__Aim of the task__
Starting at the line that contains "[pin] snow on" and continuing through the last of the entries, write these lines out again with "orange jacket" swapped for "red jacket" and everything else left as it is.
#### Dataset entries ####
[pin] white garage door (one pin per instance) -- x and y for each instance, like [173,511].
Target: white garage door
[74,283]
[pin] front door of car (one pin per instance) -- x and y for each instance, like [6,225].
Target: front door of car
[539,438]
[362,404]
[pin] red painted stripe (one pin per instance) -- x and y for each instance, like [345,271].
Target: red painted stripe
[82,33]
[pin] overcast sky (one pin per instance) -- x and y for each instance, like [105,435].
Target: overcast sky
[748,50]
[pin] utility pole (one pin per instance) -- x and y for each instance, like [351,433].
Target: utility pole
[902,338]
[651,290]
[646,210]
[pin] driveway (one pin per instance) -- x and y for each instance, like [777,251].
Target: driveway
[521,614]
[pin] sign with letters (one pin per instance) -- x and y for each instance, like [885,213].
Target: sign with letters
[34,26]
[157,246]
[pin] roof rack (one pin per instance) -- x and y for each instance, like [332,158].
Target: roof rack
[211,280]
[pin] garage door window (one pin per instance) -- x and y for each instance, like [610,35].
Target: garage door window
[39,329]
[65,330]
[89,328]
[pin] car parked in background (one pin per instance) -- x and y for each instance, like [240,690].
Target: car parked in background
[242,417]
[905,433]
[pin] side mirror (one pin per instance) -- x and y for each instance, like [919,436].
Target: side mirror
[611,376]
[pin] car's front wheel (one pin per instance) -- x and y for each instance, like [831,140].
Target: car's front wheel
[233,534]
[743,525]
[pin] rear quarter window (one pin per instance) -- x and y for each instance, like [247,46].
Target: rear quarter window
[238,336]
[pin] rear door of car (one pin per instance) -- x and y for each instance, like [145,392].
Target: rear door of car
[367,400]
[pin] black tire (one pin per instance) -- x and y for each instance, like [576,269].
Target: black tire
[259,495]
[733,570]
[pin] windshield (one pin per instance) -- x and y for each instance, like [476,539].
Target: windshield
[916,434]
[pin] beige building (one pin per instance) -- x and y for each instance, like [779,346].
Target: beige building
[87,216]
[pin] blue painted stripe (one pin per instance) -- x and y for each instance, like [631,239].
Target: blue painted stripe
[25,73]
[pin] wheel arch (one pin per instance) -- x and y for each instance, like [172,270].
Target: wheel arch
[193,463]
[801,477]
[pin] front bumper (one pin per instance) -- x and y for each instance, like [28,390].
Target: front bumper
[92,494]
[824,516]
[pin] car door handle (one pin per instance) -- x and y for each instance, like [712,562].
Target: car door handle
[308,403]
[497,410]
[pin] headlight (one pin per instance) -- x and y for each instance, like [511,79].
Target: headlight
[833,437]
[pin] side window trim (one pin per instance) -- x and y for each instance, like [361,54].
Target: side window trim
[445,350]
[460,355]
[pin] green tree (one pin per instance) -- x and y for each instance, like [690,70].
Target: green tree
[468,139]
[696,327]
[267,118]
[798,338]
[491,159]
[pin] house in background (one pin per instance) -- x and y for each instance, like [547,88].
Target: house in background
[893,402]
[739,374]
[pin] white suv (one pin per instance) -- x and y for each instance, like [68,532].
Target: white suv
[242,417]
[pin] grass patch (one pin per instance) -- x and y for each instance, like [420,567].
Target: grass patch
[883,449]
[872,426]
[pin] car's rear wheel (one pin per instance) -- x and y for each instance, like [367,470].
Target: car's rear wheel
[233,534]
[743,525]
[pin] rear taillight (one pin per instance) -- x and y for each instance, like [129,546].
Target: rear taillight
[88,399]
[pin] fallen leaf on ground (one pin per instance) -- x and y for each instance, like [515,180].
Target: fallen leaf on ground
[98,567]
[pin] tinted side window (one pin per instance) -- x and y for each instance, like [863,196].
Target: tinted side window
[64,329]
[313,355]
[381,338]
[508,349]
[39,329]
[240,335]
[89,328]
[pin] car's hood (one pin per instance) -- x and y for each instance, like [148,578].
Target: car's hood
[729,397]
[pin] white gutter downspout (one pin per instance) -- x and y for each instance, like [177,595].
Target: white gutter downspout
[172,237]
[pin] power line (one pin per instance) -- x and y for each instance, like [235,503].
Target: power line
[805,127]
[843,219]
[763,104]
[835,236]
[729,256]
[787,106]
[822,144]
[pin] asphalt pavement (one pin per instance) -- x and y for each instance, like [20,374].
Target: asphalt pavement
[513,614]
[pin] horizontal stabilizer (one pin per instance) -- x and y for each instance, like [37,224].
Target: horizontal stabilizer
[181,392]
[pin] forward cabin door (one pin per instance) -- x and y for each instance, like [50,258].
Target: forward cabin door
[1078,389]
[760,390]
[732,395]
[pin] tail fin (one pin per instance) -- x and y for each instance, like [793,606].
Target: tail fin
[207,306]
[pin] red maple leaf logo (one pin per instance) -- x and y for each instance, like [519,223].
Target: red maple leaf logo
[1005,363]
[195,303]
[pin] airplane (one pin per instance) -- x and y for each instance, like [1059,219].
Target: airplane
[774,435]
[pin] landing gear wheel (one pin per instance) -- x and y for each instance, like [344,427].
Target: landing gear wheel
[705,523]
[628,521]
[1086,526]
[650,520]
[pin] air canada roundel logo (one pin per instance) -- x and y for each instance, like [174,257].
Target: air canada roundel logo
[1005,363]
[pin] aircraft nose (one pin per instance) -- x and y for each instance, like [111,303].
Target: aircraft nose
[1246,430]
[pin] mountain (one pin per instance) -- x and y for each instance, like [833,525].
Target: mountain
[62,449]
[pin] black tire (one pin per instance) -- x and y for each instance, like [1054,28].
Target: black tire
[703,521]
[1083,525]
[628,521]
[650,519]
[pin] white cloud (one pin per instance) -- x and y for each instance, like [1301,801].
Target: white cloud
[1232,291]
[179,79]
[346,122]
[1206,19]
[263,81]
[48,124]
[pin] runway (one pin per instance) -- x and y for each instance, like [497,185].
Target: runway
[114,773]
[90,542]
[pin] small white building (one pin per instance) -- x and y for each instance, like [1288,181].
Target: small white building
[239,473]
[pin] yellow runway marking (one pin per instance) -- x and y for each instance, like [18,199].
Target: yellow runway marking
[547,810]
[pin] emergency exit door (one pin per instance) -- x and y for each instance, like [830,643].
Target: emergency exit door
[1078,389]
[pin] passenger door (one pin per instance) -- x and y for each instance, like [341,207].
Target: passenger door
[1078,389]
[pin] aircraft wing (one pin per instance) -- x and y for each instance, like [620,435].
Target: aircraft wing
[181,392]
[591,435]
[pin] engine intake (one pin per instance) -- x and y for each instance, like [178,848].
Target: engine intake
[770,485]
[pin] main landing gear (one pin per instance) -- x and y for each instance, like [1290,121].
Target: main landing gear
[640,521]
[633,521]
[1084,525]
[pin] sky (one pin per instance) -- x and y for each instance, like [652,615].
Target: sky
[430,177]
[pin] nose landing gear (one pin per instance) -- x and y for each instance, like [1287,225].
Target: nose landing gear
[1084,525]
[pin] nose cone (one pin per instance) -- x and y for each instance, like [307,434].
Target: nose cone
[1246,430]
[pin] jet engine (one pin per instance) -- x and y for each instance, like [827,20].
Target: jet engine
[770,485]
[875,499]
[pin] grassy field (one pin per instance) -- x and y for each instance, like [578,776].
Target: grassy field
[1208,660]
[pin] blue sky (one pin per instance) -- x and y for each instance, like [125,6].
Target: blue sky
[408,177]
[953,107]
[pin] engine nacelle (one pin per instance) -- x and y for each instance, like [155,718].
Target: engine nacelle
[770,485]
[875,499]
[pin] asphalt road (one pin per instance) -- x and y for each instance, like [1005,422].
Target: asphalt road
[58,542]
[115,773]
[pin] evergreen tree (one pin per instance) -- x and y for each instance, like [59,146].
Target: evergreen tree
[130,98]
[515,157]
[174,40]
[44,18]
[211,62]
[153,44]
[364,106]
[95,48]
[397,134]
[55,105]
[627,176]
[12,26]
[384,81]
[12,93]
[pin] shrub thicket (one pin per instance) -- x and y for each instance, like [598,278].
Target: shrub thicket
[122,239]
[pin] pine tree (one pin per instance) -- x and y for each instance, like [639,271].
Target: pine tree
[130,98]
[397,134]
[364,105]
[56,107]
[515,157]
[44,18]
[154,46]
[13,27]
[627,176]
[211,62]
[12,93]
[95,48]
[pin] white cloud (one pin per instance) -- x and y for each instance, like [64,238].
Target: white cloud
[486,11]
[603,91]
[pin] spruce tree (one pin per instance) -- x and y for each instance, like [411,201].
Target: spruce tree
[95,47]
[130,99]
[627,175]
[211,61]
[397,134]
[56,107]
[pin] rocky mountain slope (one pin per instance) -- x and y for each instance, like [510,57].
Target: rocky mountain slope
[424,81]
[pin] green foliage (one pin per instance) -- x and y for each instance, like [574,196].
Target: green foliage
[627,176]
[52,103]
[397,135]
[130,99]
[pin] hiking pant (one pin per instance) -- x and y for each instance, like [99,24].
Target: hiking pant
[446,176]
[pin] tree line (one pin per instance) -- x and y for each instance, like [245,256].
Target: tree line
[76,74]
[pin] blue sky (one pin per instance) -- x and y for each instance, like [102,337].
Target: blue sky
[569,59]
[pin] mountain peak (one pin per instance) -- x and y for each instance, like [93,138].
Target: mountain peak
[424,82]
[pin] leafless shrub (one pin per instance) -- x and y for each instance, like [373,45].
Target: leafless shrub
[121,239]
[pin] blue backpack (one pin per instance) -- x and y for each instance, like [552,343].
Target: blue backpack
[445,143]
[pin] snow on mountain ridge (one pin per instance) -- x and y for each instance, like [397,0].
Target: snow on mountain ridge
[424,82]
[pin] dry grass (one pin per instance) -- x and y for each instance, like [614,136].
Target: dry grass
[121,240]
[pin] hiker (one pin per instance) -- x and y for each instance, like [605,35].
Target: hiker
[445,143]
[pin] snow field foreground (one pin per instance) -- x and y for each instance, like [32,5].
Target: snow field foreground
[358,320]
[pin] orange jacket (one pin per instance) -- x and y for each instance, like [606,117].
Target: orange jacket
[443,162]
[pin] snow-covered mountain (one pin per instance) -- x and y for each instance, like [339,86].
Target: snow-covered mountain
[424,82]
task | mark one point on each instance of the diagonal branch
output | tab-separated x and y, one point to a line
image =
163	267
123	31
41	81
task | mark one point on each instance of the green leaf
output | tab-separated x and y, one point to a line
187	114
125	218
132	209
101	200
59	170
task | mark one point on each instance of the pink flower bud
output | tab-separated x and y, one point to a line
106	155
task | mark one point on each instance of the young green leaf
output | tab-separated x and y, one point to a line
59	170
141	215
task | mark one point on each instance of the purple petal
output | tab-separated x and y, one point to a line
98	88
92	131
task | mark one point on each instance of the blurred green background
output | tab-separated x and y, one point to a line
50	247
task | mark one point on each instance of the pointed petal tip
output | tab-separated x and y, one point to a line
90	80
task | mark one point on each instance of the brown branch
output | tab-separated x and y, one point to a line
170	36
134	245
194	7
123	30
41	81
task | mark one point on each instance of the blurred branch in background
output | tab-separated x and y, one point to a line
####
__Exercise response__
[pin] snow on mountain ridge (one pin per instance) -- x and y for each instance, like [397,0].
Target: snow on mountain ridge
[424,82]
[pin] dry grass (one pin per instance) -- x and y for each instance, like [614,136].
Target: dry grass
[121,240]
[pin] hiker (one pin per instance) -- x and y for each instance, like [605,35].
Target: hiker
[445,143]
[pin] snow field foreground (one pin per instance) -- x and y for each instance, like [32,5].
Target: snow field foreground
[358,320]
[pin] red jacket (one pin per instance) -- x and y for each instance, like [606,117].
Target: red jacket
[443,162]
[pin] snow-covered mountain (one pin per instance) -- x and y for each instance, like [339,86].
Target: snow-covered mountain
[424,82]
task | mark one point on each instance of the diagonal branch
output | tab-separated x and y, one point to a line
image =
163	267
123	31
41	81
task | mark one point on each instance of the green leaf
output | tab-separated x and y, one point to a line
187	114
125	218
132	209
101	200
59	170
task | mark one point on each instance of the pink flower bud
output | tab-separated x and y, one point to a line
106	155
task | mark one point on each instance of the young green leaf
output | tab-separated x and y, one point to a line
59	170
141	215
task | mark one point on each instance of the purple petal
output | tab-separated x and y, one point to a line
98	88
92	131
task | mark one point on each instance of the blurred green background
output | tab-separated x and y, one point to a line
50	247
task | mark one point on each instance of the pointed petal tip
output | tab-separated x and y, one point to a line
90	80
task | mark one point on each instance of the brown branch
output | tab-separated x and y, one point to a line
170	36
134	245
194	7
123	30
41	81
task | mark one point on each instance of the blurred branch in background
output | tab-separated x and y, one point to a line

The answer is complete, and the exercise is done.